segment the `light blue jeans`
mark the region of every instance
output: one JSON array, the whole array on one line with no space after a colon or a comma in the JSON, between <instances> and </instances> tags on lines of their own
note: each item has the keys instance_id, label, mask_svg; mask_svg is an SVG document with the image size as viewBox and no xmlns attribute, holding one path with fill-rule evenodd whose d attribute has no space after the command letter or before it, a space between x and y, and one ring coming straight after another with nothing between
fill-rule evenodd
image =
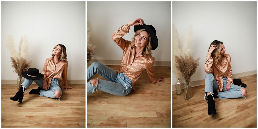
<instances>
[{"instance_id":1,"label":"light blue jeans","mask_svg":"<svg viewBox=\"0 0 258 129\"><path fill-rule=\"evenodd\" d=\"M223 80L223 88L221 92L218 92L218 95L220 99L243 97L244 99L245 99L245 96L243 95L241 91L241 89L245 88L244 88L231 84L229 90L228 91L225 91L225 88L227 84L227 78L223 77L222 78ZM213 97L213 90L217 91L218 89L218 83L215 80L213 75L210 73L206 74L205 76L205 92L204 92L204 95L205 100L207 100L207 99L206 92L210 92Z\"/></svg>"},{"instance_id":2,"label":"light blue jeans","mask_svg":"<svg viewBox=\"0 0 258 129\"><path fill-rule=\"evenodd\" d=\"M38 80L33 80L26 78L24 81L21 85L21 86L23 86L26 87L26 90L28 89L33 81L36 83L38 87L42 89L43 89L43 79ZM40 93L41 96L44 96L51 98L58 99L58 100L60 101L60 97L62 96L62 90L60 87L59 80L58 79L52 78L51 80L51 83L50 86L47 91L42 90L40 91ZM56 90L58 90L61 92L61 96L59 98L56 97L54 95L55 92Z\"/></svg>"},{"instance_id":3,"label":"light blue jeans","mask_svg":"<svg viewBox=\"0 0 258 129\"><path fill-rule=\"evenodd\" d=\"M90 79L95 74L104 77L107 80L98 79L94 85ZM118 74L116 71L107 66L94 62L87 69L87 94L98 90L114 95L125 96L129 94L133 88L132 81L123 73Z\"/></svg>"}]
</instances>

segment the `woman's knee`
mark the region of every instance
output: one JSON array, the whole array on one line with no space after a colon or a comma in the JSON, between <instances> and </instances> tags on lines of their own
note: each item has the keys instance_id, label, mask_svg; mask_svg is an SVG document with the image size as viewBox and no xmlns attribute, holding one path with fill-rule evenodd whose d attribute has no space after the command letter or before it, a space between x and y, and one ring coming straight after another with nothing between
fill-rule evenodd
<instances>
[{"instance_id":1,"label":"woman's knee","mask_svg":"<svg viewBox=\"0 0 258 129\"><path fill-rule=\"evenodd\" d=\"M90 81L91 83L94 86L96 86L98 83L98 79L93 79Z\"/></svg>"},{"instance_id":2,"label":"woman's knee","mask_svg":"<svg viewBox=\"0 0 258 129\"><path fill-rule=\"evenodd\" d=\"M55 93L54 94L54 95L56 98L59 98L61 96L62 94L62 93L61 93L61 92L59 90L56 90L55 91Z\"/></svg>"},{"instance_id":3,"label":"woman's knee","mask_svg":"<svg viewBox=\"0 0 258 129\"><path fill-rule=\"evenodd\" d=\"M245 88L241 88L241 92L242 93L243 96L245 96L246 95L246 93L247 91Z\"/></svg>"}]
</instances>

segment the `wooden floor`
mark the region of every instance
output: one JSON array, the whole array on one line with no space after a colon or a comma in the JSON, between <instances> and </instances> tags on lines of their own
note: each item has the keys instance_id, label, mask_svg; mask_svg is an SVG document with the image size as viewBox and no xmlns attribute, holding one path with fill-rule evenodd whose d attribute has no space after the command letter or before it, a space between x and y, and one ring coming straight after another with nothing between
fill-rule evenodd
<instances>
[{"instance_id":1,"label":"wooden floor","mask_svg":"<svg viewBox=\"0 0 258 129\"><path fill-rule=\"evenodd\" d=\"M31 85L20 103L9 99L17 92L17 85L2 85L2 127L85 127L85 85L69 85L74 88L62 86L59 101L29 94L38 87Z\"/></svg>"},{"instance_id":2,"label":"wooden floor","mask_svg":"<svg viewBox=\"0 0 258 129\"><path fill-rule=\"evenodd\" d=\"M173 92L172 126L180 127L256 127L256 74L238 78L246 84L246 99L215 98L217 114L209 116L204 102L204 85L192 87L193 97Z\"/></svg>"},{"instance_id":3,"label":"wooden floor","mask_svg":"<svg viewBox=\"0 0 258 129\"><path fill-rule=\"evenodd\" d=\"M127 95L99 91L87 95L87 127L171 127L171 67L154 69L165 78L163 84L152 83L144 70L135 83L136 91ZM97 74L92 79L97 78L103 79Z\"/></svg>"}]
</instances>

» **DIRECTIONS**:
The records above should be reproduced exactly, with no pictures included.

» **SOLUTION TO THIS EXERCISE**:
segment the `light blue jeans`
mark the region of every instance
output: one JSON array, the whole array on one line with no space after a colon or a comma in the JSON, between <instances> and </instances> tags on lines of their own
note: each item has the keys instance_id, label, mask_svg; mask_svg is an SVG document with the image size as viewBox and no xmlns attribute, holding one path with fill-rule evenodd whose d attribute has no space after the command letter or before it, a space between x and y, and one ring coming straight after another with nothing between
fill-rule evenodd
image =
<instances>
[{"instance_id":1,"label":"light blue jeans","mask_svg":"<svg viewBox=\"0 0 258 129\"><path fill-rule=\"evenodd\" d=\"M223 80L223 88L221 92L218 92L218 95L220 99L243 97L244 99L245 99L245 96L243 95L241 91L241 89L245 88L244 88L231 84L229 90L228 91L225 91L225 88L227 84L227 78L223 77L222 78ZM213 97L213 90L217 91L218 89L218 83L215 80L213 75L210 73L206 74L205 76L205 92L204 92L204 95L205 100L207 100L207 99L206 92L210 92Z\"/></svg>"},{"instance_id":2,"label":"light blue jeans","mask_svg":"<svg viewBox=\"0 0 258 129\"><path fill-rule=\"evenodd\" d=\"M38 80L33 80L26 78L24 81L21 85L21 86L23 86L26 87L26 90L28 89L33 81L36 83L38 87L42 89L43 89L43 79ZM40 93L41 96L44 96L51 98L58 99L58 100L60 101L60 97L62 96L62 90L60 87L59 80L58 79L52 78L51 80L51 83L50 86L47 91L42 90L40 91ZM56 90L58 90L61 92L61 96L59 98L56 97L54 95L55 92Z\"/></svg>"},{"instance_id":3,"label":"light blue jeans","mask_svg":"<svg viewBox=\"0 0 258 129\"><path fill-rule=\"evenodd\" d=\"M90 79L95 74L104 77L107 80L98 79L94 85ZM118 74L116 71L107 66L94 62L87 69L87 94L98 90L114 95L125 96L129 94L133 88L132 81L123 73Z\"/></svg>"}]
</instances>

segment the `woman's knee`
mark the region of every instance
output: one JSON array, the whole array on one line with no space after a colon or a comma in the JSON, between <instances> and </instances> tags on lines of their own
note: each item has the keys instance_id, label, mask_svg; mask_svg is an SVG document with the image size as viewBox and no xmlns attribute, holding one path with fill-rule evenodd whose d attribute has no space after the command letter or before it, a space between x and y, and one ring coming straight after another with nothing between
fill-rule evenodd
<instances>
[{"instance_id":1,"label":"woman's knee","mask_svg":"<svg viewBox=\"0 0 258 129\"><path fill-rule=\"evenodd\" d=\"M90 81L91 83L94 86L96 86L98 83L98 79L93 79Z\"/></svg>"},{"instance_id":2,"label":"woman's knee","mask_svg":"<svg viewBox=\"0 0 258 129\"><path fill-rule=\"evenodd\" d=\"M55 93L54 94L54 95L56 98L59 98L61 96L62 94L62 93L61 93L61 92L59 90L56 90L55 91Z\"/></svg>"},{"instance_id":3,"label":"woman's knee","mask_svg":"<svg viewBox=\"0 0 258 129\"><path fill-rule=\"evenodd\" d=\"M245 88L241 88L241 92L242 93L243 96L245 96L246 95L246 93L247 91Z\"/></svg>"}]
</instances>

segment the `wooden floor`
mark the region of every instance
output: one JSON array, the whole array on one line with no space after a colon or a comma in the JSON, between <instances> and </instances> tags on lines of their own
note: each item has the keys instance_id, label, mask_svg; mask_svg is an SVG document with the image size as viewBox and no xmlns attribute, holding one path with fill-rule evenodd whose d attribute has no space after the command letter or before it, a space between x and y, and one ring coming straight after another with nothing between
fill-rule evenodd
<instances>
[{"instance_id":1,"label":"wooden floor","mask_svg":"<svg viewBox=\"0 0 258 129\"><path fill-rule=\"evenodd\" d=\"M31 85L20 103L9 99L17 92L17 85L2 85L2 127L85 127L85 85L69 85L74 88L62 86L59 101L29 94L38 87Z\"/></svg>"},{"instance_id":2,"label":"wooden floor","mask_svg":"<svg viewBox=\"0 0 258 129\"><path fill-rule=\"evenodd\" d=\"M173 92L172 126L180 127L256 127L256 74L238 78L246 84L246 99L215 98L217 114L209 116L204 102L204 85L192 87L193 97Z\"/></svg>"},{"instance_id":3,"label":"wooden floor","mask_svg":"<svg viewBox=\"0 0 258 129\"><path fill-rule=\"evenodd\" d=\"M127 95L99 91L87 95L87 127L171 127L171 67L154 69L165 78L163 84L152 83L144 70L135 83L136 91ZM97 74L92 79L97 78L103 79Z\"/></svg>"}]
</instances>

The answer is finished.